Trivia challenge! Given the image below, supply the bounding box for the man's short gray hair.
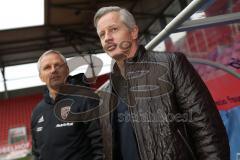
[37,50,67,73]
[94,6,136,29]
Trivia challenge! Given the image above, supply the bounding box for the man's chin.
[50,82,64,89]
[112,53,127,61]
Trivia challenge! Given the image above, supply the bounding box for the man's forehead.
[41,52,64,64]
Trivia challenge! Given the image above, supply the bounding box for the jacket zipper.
[177,129,197,160]
[128,107,143,160]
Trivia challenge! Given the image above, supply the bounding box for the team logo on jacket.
[61,106,71,120]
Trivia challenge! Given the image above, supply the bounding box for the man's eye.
[43,66,51,71]
[99,33,104,39]
[111,28,118,32]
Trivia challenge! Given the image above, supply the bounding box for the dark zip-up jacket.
[101,46,230,160]
[31,87,103,160]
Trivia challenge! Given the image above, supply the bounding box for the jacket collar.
[113,45,146,74]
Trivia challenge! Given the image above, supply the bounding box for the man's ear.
[131,25,139,40]
[38,72,44,82]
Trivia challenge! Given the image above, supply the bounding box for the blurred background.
[0,0,240,160]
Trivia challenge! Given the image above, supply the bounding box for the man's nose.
[105,32,113,42]
[51,65,57,73]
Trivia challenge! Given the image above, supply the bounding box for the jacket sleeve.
[172,53,230,160]
[86,100,104,160]
[31,114,39,160]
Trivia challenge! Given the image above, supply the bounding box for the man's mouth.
[104,43,117,51]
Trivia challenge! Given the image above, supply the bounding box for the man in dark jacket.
------------
Stated task: Rewrite all of the data above, swapping every "jacket" for "coat" and changing nothing else. Omit the pictures.

Reply to the task:
Trivia challenge! Given the image below, supply the bounding box for the man's short gray hair.
[37,50,67,73]
[94,6,136,29]
Trivia challenge! Given the image above, supply the bounding box for the man's chin.
[50,82,64,89]
[112,53,127,61]
Trivia challenge! Given the image above, supply the bounding box for the man's forehead.
[41,52,64,64]
Trivia challenge! Given the image above, supply the bounding box for the coat zipper.
[177,129,197,160]
[128,107,143,160]
Trivia challenge! Given the image above, supply the bounding box for the team logo on coat.
[61,106,71,120]
Trivia challenge! Given the image above, supply the bounding box for the man's eye.
[43,66,51,71]
[99,33,104,39]
[111,28,118,32]
Trivia challenge! Given the image above, supply the bounding box for the dark zip-up coat.
[101,46,230,160]
[31,87,103,160]
Trivia challenge! Given the image above, supply the bounding box for the coat collar.
[113,45,146,74]
Trivia challenge! Given the image above, supply the bounding box for the man's ear.
[131,25,139,40]
[38,72,44,82]
Trivia challenge! Given the image above, supply the bounding box for the blurred background.
[0,0,240,160]
Trivia challenge! Given the image above, supply the bounding box for the man's nose.
[105,32,113,42]
[51,65,57,73]
Trivia challenge! Given the image above, supply the bounding box for the coat sleeve.
[172,53,230,160]
[86,100,104,160]
[31,114,39,160]
Trivia challenge! Given the image above, supply the bounding box for the man's mouth.
[104,43,117,51]
Trivia challenge! Given the image above, supply the bounding box for the man in dark coat.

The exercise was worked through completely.